— begin Task input —

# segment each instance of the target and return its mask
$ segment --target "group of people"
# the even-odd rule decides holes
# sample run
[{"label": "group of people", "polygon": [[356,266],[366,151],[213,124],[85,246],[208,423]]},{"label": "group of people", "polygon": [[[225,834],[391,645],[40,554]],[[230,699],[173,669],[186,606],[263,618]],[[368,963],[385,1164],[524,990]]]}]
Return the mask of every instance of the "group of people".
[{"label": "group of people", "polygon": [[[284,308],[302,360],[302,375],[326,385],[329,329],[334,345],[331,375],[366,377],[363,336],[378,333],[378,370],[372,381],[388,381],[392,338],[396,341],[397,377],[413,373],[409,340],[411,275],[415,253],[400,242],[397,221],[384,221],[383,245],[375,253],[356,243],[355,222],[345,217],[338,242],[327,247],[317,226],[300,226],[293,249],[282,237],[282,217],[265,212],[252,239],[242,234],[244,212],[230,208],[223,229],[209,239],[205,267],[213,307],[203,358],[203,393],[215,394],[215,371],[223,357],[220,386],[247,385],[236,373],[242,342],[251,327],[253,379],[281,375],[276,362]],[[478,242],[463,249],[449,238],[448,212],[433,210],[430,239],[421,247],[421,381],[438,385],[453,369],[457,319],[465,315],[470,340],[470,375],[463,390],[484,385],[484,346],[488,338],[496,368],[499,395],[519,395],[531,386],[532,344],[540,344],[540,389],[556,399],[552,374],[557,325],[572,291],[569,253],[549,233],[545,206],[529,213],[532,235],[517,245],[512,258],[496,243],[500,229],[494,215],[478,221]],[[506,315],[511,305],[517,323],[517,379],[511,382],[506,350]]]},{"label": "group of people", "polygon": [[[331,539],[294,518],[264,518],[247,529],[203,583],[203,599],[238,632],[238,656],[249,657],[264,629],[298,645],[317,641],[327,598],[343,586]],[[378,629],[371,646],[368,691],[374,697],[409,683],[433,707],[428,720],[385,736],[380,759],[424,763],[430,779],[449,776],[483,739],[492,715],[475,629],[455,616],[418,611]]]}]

— end Task input —

**What needs to be done**
Render all the records above as a two-column CSV with the header columns request and response, one row per request. Put each request's text and its answer in a single quoted field, turning any line breaks into spaces.

**Exercise solution**
request,response
"# segment each instance of the target and return its mask $ segment --target ""group of people"" # the even-odd rule decides holes # sample run [{""label"": ""group of people"", ""polygon"": [[356,266],[366,151],[213,124],[85,246],[208,423]]},{""label"": ""group of people"", ""polygon"": [[[225,834],[391,645],[40,554]],[[230,699],[173,669],[186,606],[263,618]],[[368,963],[385,1164],[524,990]]]}] Return the mask of every instance of the ""group of people"".","[{""label"": ""group of people"", ""polygon"": [[[284,308],[302,360],[302,375],[326,385],[329,329],[334,345],[331,375],[366,377],[363,336],[378,333],[378,370],[372,381],[388,381],[392,338],[396,341],[397,377],[413,373],[409,340],[411,275],[415,253],[400,242],[397,221],[384,221],[383,245],[375,253],[356,243],[355,222],[345,217],[338,242],[327,247],[317,226],[300,226],[293,249],[282,237],[282,217],[265,212],[252,239],[242,234],[244,212],[230,208],[223,229],[209,239],[205,267],[213,307],[203,358],[203,393],[215,394],[215,371],[223,357],[220,386],[247,385],[236,373],[242,342],[251,327],[253,379],[281,375],[276,362]],[[478,242],[463,249],[449,238],[448,212],[433,210],[430,239],[421,247],[421,381],[438,385],[453,369],[457,319],[465,315],[470,340],[470,375],[463,390],[484,385],[484,346],[488,338],[496,368],[499,395],[519,395],[531,386],[532,344],[540,344],[540,389],[556,399],[552,374],[557,325],[572,291],[569,253],[549,233],[545,206],[529,213],[532,235],[517,245],[512,258],[496,243],[500,229],[494,215],[478,221]],[[506,315],[511,305],[517,323],[517,379],[511,382],[506,350]]]},{""label"": ""group of people"", ""polygon"": [[[331,539],[294,518],[264,518],[247,529],[203,583],[203,599],[238,632],[238,656],[249,657],[264,629],[298,645],[317,641],[327,598],[343,586]],[[378,629],[371,646],[368,691],[374,697],[409,683],[433,707],[428,720],[385,736],[380,759],[424,763],[430,779],[449,776],[483,739],[492,715],[475,629],[455,616],[418,611]]]}]"